▶ [Problem to solve]
Exclude the pictures and set down, unaltered, the lines from the one that holds "Looking at this interface screenshot, point out the small side" through the end of the data.

[Saved entries]
■ ■ ■ ■ ■

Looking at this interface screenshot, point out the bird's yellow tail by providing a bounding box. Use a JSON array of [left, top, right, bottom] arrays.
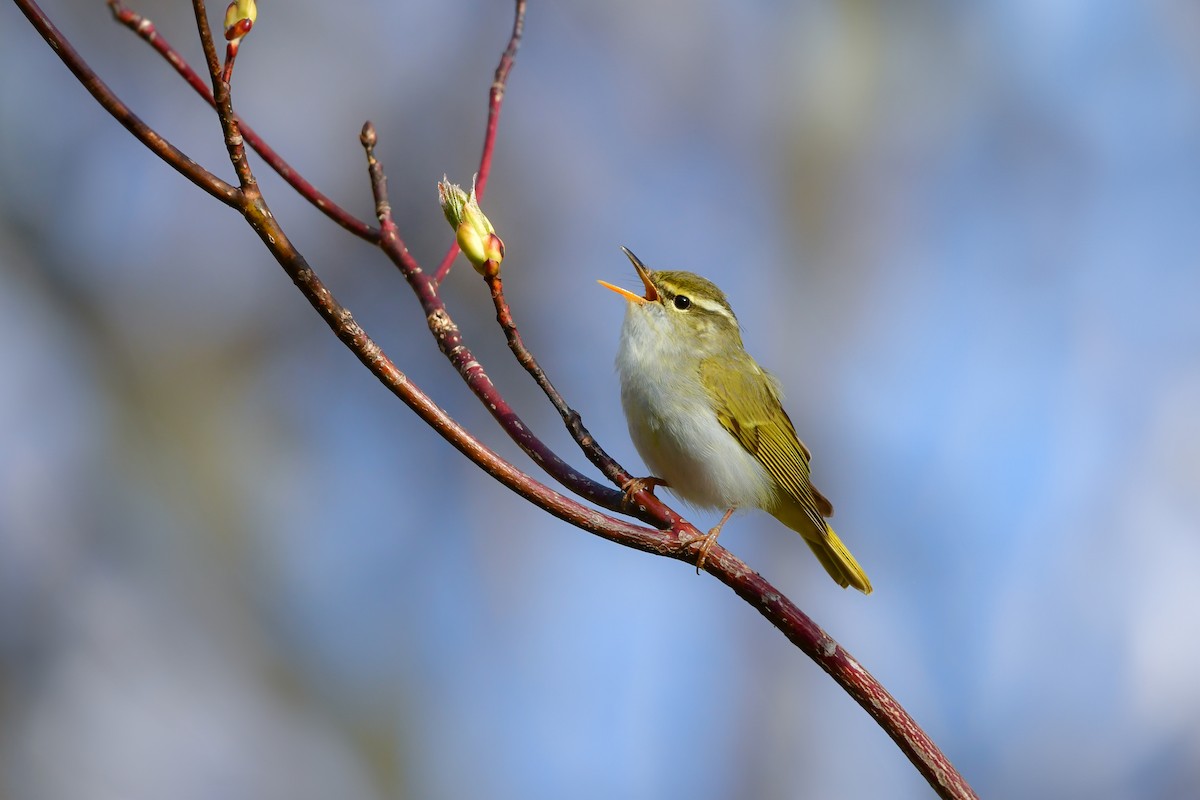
[[804, 524, 872, 594], [773, 503, 872, 594]]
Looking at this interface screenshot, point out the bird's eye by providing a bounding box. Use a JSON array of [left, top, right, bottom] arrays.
[[673, 295, 692, 310]]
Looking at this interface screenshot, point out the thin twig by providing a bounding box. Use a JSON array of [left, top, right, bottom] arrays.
[[191, 0, 256, 193], [253, 229, 677, 554], [190, 0, 221, 98], [433, 0, 527, 285], [14, 0, 239, 206], [483, 272, 639, 488], [234, 184, 677, 557], [474, 0, 525, 200], [106, 0, 380, 242], [361, 123, 636, 516]]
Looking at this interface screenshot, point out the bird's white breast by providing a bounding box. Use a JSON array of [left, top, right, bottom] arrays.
[[615, 305, 774, 511]]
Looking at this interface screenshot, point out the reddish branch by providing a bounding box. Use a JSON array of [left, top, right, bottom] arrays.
[[10, 0, 978, 797], [189, 0, 254, 192], [17, 0, 238, 205], [360, 122, 648, 516], [432, 0, 527, 285], [482, 271, 639, 489], [107, 0, 380, 242]]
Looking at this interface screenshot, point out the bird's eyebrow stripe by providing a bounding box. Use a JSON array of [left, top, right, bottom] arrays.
[[685, 295, 734, 319]]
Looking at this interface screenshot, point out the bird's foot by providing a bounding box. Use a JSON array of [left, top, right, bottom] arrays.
[[693, 507, 736, 574], [619, 475, 668, 510]]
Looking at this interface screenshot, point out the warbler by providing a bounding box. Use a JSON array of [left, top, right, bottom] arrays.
[[600, 248, 871, 592]]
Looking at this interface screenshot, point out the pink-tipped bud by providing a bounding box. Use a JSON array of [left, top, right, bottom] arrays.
[[224, 0, 256, 44], [439, 176, 504, 275]]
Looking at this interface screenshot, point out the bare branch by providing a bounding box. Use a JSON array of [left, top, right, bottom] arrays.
[[483, 270, 640, 489], [107, 0, 380, 242], [14, 0, 238, 206], [433, 0, 527, 285], [213, 179, 672, 559], [706, 545, 978, 799], [191, 0, 256, 193], [361, 123, 631, 513], [189, 0, 221, 97]]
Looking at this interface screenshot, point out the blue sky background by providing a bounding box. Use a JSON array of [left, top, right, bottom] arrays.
[[2, 1, 1199, 798]]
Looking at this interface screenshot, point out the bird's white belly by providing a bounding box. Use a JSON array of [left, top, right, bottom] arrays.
[[620, 371, 773, 511]]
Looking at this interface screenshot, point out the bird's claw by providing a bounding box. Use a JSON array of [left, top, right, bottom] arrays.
[[619, 475, 668, 510]]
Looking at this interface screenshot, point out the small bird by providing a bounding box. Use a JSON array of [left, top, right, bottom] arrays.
[[600, 247, 872, 593]]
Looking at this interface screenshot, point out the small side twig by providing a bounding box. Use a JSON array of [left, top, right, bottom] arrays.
[[191, 0, 256, 193], [483, 271, 638, 489], [474, 0, 525, 200], [432, 0, 527, 285], [16, 0, 237, 206], [361, 123, 636, 516], [107, 0, 380, 242]]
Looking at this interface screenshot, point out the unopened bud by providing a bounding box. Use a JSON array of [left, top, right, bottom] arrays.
[[438, 176, 504, 275], [224, 0, 256, 43]]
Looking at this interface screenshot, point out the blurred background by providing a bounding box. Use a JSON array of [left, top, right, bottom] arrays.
[[3, 1, 1199, 797]]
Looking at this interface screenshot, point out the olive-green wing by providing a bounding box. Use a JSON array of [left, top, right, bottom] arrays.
[[699, 355, 832, 527]]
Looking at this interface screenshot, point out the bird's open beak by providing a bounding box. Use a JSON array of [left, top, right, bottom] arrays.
[[598, 246, 658, 304]]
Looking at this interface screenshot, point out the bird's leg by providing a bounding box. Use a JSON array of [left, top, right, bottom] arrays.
[[619, 476, 669, 510], [694, 507, 736, 573]]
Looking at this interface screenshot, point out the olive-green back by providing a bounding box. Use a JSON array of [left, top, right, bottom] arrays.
[[698, 354, 833, 530]]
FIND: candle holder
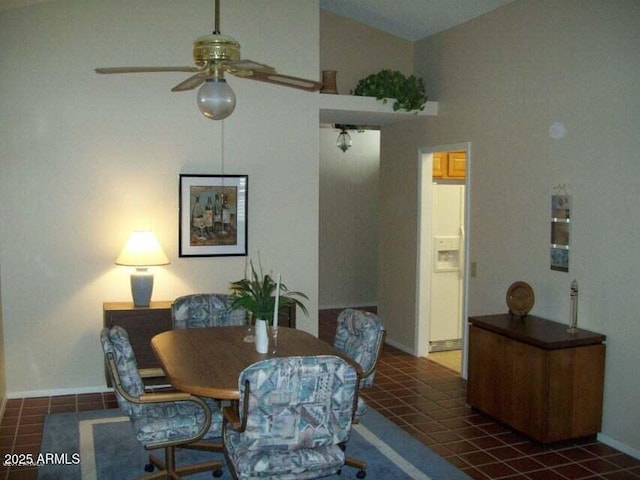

■ ■ ■ ■ ■

▶ [Written reply]
Looking at this interface screenshot, point out the small side twig by providing a bounding box. Use a JSON array of [left, top, right, bottom] arrays.
[[191, 0, 256, 193], [483, 271, 638, 489], [474, 0, 525, 200], [432, 0, 527, 285], [16, 0, 237, 206], [361, 123, 636, 516], [107, 0, 380, 242]]
Looking at this interface screenshot, point out the unopened bud by providing a bounding box. Use a JSON array of [left, top, right, bottom] arrays.
[[438, 176, 504, 275], [224, 0, 256, 43]]
Looking at this interface screenshot, point out the blurred background by providing a bounding box. Use a JSON array of [left, top, right, bottom] arrays.
[[3, 1, 1199, 797]]
Looking at this interface screenshot, point out the olive-green wing by providing a bounding box. Use a JSON array of [left, top, right, bottom] arrays.
[[699, 355, 832, 527]]
Looking at this interface screenshot, point out the bird's open beak by providing a bounding box. Use a JSON array of [left, top, right, bottom] arrays.
[[598, 246, 658, 304]]
Looking at this interface screenshot, point out the bird's leg by providing a bounding box. Use a JSON array of [left, top, right, bottom] arrays.
[[619, 476, 669, 510], [694, 507, 736, 573]]
Looking at this interface screenshot, point out the olive-green back by providing a bounding box. Use a JSON array of [left, top, right, bottom] arrays.
[[698, 354, 833, 530]]
FIND: candle holder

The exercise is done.